EXERCISE GOAL ->
Please reproduce every line of the listing below, requests included, with each point coordinate in the answers scaled by 2.2 and rounded to a whole number, halves rounded up. Omit the pictures from your answer.

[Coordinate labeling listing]
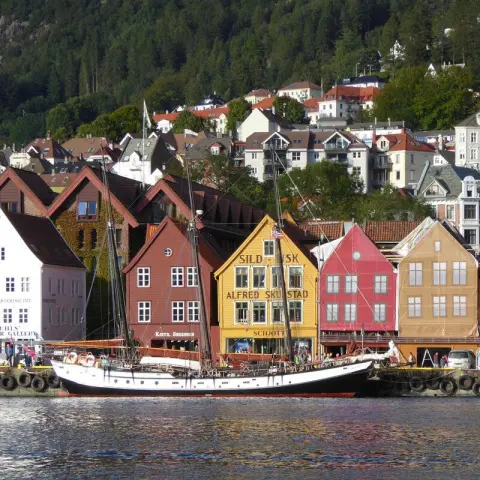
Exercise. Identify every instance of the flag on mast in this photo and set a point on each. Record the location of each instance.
(146, 117)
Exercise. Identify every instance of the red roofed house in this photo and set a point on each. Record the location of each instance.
(399, 159)
(357, 290)
(162, 295)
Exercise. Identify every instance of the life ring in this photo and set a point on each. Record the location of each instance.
(417, 384)
(476, 388)
(465, 382)
(90, 361)
(448, 386)
(433, 383)
(8, 382)
(39, 384)
(24, 379)
(53, 381)
(71, 357)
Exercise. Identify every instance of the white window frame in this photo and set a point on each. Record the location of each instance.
(192, 277)
(350, 313)
(459, 306)
(178, 311)
(143, 277)
(333, 283)
(144, 311)
(351, 283)
(439, 306)
(176, 277)
(414, 307)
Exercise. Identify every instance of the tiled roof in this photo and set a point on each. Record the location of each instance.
(44, 240)
(388, 231)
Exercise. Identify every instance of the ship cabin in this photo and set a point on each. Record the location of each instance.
(438, 293)
(250, 300)
(357, 294)
(163, 305)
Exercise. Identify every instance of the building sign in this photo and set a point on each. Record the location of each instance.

ANSWER TO THE EXERCISE ->
Exercise. Identify every instance of the flag on mast in this photo and set a point on each. Record the location of each instance.
(321, 257)
Exercise. Identify every instance of the red roofed house in this photo and set a point on each. Record the location of each instance.
(878, 350)
(785, 638)
(356, 649)
Exercise. Identify every instance of the life ring in this photo and set a point on each. Record the location of each instance.
(917, 845)
(1047, 854)
(1023, 840)
(198, 794)
(986, 849)
(953, 843)
(18, 840)
(86, 845)
(53, 834)
(117, 838)
(156, 785)
Exercise. Identify every instance of the white window frame in this photo and set a point on each. Record the location of each instance.
(422, 609)
(770, 689)
(1010, 673)
(392, 684)
(315, 609)
(733, 623)
(317, 684)
(772, 623)
(966, 673)
(387, 609)
(911, 675)
Exercise. Identify every instance of the tiled roof in this photo and set a point on each. Record the location of each instance.
(97, 528)
(854, 508)
Exercise. Identify every instance of the ship cabin in this photo and set a point on each. Record the location of each instance.
(964, 645)
(550, 660)
(785, 647)
(359, 671)
Exercise. Identify every instance of the building sign in this photo and set a point on each. Record the location of each instance.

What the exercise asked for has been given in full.